--- SUPPLIED RECORDS Enclosed Below ---

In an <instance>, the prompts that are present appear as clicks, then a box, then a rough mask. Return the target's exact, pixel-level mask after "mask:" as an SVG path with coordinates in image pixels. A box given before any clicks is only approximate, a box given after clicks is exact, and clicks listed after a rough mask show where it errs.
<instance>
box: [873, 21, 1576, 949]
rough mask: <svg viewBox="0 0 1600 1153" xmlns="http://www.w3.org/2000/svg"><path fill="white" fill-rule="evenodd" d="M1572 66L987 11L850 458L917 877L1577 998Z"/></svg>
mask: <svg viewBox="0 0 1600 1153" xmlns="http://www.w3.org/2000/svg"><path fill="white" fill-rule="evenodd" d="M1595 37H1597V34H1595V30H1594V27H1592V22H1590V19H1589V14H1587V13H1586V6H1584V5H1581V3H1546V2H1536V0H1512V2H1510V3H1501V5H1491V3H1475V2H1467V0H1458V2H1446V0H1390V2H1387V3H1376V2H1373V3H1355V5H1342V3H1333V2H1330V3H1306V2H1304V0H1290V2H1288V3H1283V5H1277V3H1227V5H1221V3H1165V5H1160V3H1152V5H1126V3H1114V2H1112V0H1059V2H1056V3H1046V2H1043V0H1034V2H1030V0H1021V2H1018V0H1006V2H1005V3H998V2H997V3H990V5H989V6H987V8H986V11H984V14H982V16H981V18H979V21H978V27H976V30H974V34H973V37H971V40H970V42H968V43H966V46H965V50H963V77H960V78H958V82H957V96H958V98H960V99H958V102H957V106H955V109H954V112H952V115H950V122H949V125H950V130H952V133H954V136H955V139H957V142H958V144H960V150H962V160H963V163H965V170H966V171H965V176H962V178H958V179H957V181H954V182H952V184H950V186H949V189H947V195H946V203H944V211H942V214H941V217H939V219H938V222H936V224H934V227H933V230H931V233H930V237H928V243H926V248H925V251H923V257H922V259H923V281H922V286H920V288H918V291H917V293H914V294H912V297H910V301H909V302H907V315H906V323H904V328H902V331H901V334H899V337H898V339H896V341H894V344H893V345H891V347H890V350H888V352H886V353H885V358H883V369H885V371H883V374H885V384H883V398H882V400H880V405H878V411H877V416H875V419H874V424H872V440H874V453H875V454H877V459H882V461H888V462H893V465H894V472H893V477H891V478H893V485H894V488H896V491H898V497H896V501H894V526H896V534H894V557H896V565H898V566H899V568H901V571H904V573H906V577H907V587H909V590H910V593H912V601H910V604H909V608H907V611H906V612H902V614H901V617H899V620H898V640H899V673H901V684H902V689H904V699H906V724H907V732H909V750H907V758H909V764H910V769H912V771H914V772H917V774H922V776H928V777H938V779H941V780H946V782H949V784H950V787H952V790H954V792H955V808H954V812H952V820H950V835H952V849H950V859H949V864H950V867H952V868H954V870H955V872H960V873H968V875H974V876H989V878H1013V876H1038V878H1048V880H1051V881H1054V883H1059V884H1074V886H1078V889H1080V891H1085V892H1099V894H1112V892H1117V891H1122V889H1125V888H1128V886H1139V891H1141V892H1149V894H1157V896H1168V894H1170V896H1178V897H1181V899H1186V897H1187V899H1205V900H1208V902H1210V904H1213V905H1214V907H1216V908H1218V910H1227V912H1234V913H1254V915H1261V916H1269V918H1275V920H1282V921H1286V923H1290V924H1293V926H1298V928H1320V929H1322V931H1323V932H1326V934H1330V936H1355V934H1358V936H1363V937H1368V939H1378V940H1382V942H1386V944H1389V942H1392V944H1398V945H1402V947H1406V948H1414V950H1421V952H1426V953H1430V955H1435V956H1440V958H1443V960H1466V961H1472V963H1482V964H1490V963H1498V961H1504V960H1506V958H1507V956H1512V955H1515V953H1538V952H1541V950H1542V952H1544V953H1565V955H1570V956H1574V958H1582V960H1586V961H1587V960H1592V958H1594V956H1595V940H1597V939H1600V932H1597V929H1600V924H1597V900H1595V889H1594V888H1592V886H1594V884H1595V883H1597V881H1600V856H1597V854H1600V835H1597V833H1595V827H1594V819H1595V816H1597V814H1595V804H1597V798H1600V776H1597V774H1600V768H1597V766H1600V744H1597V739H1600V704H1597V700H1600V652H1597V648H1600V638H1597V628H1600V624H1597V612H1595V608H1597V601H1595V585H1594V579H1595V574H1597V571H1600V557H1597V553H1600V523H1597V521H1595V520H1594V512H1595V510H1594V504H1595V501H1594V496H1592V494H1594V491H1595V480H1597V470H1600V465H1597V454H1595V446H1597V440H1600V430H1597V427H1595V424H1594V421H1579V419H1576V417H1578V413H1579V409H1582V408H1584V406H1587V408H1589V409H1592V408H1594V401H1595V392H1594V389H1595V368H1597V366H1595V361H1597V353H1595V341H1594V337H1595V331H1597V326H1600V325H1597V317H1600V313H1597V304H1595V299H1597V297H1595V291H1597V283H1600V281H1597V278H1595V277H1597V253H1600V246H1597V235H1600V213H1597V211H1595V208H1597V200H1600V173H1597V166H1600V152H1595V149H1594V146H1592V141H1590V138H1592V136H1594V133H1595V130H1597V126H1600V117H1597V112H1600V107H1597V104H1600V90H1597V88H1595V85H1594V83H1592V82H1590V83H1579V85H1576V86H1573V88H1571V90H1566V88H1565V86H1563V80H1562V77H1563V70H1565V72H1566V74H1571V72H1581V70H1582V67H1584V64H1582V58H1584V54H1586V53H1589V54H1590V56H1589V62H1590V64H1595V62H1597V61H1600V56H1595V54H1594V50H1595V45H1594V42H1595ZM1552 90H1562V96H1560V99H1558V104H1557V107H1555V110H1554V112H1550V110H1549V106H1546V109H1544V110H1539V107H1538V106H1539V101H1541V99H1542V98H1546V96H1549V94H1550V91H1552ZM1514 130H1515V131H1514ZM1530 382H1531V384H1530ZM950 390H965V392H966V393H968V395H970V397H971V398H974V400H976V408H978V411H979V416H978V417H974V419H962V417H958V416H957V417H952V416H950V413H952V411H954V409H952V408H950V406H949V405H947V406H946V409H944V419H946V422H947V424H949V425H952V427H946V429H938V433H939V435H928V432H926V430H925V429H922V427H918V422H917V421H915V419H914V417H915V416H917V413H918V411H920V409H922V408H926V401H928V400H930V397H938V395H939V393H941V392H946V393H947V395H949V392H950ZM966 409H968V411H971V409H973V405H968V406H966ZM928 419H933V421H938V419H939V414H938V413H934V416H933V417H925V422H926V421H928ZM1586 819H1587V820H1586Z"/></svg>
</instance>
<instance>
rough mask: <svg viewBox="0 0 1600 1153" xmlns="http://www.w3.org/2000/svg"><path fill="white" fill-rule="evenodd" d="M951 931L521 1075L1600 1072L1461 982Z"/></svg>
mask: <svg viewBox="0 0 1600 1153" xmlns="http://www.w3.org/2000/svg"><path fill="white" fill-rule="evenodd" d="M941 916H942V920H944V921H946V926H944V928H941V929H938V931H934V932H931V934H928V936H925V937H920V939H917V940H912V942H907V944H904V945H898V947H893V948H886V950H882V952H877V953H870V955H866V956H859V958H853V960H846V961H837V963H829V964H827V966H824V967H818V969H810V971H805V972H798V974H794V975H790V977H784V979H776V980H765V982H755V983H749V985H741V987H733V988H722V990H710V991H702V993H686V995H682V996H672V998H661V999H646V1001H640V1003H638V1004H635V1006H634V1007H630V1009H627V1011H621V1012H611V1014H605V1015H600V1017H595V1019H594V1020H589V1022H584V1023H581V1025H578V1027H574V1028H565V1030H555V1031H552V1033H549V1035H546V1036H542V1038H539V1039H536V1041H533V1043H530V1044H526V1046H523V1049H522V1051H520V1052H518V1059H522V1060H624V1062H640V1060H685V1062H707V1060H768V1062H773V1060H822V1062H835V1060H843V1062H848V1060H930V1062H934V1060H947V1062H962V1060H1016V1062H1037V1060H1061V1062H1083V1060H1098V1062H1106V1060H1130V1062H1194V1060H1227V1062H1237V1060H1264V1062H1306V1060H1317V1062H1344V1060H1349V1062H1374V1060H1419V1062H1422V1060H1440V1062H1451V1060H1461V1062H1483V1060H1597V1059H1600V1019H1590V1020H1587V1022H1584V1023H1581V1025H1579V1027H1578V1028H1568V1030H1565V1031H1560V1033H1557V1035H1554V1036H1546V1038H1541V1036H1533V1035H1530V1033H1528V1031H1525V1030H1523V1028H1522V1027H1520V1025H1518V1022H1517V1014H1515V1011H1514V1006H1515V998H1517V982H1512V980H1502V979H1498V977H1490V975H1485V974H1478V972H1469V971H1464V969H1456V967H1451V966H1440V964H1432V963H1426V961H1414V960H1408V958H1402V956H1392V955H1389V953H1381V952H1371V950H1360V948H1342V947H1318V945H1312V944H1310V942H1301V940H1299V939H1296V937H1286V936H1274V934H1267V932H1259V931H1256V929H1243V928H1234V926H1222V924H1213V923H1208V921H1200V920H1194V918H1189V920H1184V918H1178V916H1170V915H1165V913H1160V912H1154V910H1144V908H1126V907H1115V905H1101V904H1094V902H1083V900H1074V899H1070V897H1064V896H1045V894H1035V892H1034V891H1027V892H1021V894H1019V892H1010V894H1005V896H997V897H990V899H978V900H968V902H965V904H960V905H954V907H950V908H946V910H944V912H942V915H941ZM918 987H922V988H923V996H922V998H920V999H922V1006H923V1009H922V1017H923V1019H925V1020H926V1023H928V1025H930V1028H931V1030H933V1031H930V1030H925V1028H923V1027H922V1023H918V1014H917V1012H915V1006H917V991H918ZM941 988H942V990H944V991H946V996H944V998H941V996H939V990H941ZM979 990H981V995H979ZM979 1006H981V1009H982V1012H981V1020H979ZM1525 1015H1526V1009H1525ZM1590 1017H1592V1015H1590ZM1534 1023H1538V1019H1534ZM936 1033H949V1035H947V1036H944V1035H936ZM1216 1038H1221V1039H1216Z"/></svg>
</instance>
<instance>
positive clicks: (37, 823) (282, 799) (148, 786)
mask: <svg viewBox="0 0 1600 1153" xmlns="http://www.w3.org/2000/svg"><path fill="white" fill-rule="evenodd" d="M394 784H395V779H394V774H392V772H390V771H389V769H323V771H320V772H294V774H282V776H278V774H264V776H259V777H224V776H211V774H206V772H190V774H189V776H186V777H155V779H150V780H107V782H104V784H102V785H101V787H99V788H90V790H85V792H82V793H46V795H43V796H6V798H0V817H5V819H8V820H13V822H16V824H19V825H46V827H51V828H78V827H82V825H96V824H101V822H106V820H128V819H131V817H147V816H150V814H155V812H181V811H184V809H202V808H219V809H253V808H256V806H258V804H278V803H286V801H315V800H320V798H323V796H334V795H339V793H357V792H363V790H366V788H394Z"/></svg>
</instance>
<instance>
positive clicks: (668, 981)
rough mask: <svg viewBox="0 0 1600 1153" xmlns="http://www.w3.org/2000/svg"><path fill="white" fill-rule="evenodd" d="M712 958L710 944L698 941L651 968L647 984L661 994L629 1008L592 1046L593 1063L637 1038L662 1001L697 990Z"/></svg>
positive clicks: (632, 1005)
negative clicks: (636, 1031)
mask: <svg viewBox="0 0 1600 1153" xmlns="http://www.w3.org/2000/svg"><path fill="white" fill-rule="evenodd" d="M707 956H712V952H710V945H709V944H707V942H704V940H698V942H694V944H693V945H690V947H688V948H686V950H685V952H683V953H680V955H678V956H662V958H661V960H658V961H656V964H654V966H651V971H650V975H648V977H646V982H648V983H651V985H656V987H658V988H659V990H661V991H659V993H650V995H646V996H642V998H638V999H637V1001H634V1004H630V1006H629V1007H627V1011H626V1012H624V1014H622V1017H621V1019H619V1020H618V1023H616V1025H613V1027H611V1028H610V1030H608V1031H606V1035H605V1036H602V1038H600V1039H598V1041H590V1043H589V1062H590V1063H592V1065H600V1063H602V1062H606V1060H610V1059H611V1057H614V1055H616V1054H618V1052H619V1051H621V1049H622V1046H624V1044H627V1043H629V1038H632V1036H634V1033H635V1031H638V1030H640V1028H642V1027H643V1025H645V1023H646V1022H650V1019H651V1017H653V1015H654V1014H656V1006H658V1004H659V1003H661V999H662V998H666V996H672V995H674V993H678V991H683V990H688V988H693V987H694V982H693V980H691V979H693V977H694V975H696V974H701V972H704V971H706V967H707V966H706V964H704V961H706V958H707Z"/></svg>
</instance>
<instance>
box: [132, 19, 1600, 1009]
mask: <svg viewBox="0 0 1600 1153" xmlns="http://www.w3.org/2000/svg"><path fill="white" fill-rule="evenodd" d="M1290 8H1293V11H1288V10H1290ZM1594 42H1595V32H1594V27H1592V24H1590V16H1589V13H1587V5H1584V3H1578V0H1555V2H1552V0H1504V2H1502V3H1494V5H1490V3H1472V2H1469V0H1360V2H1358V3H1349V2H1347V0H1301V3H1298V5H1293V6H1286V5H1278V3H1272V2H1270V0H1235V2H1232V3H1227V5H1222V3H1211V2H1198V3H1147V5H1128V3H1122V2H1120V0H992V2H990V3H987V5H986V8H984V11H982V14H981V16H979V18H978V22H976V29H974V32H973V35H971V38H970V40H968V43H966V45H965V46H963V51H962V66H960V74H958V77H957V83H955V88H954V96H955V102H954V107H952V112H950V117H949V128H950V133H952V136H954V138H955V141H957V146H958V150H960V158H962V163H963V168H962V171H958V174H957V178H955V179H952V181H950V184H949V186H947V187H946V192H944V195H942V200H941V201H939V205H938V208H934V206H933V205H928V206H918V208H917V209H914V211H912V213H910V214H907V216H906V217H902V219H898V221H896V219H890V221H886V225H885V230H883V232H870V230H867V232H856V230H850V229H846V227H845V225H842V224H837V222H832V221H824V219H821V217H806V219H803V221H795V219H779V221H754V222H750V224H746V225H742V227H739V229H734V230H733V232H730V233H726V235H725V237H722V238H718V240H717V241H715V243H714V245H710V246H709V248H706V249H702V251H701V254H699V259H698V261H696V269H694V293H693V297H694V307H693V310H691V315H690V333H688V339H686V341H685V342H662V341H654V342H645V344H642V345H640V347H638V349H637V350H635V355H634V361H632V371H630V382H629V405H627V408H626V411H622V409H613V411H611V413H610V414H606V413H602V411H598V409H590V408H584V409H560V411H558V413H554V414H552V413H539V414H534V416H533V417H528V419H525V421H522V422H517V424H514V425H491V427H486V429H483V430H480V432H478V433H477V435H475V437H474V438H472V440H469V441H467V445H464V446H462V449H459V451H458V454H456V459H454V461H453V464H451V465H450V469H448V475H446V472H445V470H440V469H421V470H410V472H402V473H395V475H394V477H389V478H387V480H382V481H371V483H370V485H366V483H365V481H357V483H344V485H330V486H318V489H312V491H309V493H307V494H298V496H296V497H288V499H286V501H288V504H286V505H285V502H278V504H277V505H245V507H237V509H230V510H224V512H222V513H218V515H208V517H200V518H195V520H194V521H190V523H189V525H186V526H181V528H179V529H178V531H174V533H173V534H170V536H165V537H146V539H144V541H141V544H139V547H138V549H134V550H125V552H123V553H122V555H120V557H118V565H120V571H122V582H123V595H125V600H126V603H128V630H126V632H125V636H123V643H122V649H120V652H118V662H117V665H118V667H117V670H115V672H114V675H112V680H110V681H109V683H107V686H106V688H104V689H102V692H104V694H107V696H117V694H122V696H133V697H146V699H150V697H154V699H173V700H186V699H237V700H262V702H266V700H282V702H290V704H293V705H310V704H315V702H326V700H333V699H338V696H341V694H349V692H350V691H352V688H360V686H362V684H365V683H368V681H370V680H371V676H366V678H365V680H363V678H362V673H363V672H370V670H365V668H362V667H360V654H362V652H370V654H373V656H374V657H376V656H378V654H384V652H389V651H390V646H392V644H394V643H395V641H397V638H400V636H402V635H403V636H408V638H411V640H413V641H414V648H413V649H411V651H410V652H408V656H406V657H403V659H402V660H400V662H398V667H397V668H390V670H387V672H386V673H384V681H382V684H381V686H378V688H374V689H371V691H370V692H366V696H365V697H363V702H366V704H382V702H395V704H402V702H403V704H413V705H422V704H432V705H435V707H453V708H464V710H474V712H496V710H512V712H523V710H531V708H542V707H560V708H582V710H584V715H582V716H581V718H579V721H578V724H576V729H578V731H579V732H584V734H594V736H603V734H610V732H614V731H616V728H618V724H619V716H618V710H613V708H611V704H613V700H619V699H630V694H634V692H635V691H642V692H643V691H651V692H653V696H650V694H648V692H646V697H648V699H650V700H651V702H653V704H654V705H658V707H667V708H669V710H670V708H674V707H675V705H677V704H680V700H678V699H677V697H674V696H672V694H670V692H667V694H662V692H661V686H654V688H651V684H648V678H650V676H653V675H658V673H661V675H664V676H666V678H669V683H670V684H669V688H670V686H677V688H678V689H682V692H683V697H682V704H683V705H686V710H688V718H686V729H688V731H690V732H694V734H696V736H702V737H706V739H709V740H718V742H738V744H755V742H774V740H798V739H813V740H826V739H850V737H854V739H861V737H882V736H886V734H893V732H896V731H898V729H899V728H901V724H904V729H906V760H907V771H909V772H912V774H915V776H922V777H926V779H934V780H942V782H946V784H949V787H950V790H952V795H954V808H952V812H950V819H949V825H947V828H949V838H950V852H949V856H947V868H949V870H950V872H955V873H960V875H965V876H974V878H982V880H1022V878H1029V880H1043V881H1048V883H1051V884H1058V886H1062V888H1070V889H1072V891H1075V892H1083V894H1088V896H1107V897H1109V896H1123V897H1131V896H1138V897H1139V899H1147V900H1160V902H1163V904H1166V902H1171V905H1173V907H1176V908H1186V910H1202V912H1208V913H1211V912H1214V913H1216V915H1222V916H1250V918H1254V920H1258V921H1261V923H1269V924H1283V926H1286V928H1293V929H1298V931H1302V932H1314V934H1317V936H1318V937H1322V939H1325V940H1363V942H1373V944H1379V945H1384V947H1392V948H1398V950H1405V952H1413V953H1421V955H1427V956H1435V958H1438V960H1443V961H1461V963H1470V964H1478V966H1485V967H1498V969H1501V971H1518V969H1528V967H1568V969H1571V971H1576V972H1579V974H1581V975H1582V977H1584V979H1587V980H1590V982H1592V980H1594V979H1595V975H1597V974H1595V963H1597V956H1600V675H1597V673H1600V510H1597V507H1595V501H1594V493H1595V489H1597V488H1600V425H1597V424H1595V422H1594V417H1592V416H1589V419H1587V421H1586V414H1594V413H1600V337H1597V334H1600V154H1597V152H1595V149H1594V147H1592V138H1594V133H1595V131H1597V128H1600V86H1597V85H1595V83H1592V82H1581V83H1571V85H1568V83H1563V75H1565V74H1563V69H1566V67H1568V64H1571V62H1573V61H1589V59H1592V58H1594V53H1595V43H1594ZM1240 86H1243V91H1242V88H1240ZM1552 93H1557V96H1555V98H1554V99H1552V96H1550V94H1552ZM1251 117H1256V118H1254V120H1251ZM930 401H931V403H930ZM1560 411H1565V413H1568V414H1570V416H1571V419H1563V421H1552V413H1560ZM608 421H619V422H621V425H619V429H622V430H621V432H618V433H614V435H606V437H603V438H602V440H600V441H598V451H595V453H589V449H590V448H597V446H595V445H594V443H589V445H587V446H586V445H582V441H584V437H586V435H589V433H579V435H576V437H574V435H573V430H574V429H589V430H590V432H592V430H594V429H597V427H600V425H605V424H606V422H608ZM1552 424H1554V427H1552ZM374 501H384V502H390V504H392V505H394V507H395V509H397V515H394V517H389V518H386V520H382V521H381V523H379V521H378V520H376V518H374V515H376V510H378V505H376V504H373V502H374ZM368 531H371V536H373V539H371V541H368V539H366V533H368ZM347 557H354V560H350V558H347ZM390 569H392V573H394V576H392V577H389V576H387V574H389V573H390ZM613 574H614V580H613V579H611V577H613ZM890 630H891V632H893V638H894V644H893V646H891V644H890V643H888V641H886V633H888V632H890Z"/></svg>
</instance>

--- End of Enclosed SUPPLIED RECORDS ---

** BRIEF **
Show the lines in the entries above that include the string "positive".

** ANSWER BOX **
positive clicks: (37, 823) (282, 799) (148, 786)
positive clicks: (668, 981)
positive clicks: (632, 1005)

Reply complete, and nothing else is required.